#### Task to complete:
Reproduce word for word the part of the Szczerbiak trade passage below starting at "Gee, ya think?" and ending at "seemingly was over.".

#### Provided text:

But the seeds got watered again, perhaps needlessly, as recently as Sunday afternoon in the heat of a postgame locker room that might have fueled Szczerbiak's trade from Minnesota four days later.
After the Wolves' 86-84 loss at the buzzer to Philadelphia, Kevin McHale stormed into the locker room.
He challenged the players' character, pride and passion -- y'know, all the usual sports things.
The vice president of basketball operations was accompanied by Rex Chapman, who started his Wolves career as a "consultant" last spring heading toward the NBA draft and returned this fall as a scout.
Chapman chimed in his displeasure, too, and apparently called out both Garnett and Szczerbiak individually, specifically demanding to know why they didn't play together better. Each player was taken aback by Chapman's questions; Garnett left the building almost immediately, gone long before his usual postgame chinwag with reporters.
Contrary to one national report Friday, witnesses said it did not climax with Garnett profanely challenging McHale to trade him. But that report didn't note Chapman's involvement, which caught more than a few Wolves players by surprise.
"Since that point," one player said Friday, requesting anonymity, "it was like everyone was walking on eggshells."
Gee, ya think? That heartbreaker was followed quickly enough by blowouts against Detroit -- an emotional game, with fired Wolves coach Flip Saunders back at Target Center -- and at Memphis. Less than 24 hours after the Grizzlies game, Szczerbiak was gone. And a strange bit of friction that lingered on the fringes of the team for seven long years seemingly was over.
Even though, in the eyes of many people around the club, Garnett and Szczerbiak were co-existing better than ever.
The topic, absolutely, came up again Friday in the wake of the trade.

#### Information provided:
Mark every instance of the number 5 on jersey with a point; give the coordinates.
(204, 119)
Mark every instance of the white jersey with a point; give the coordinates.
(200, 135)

#### Task answer:
Gee, ya think? That heartbreaker was followed quickly enough by blowouts against Detroit -- an emotional game, with fired Wolves coach Flip Saunders back at Target Center -- and at Memphis. Less than 24 hours after the Grizzlies game, Szczerbiak was gone. And a strange bit of friction that lingered on the fringes of the team for seven long years seemingly was over.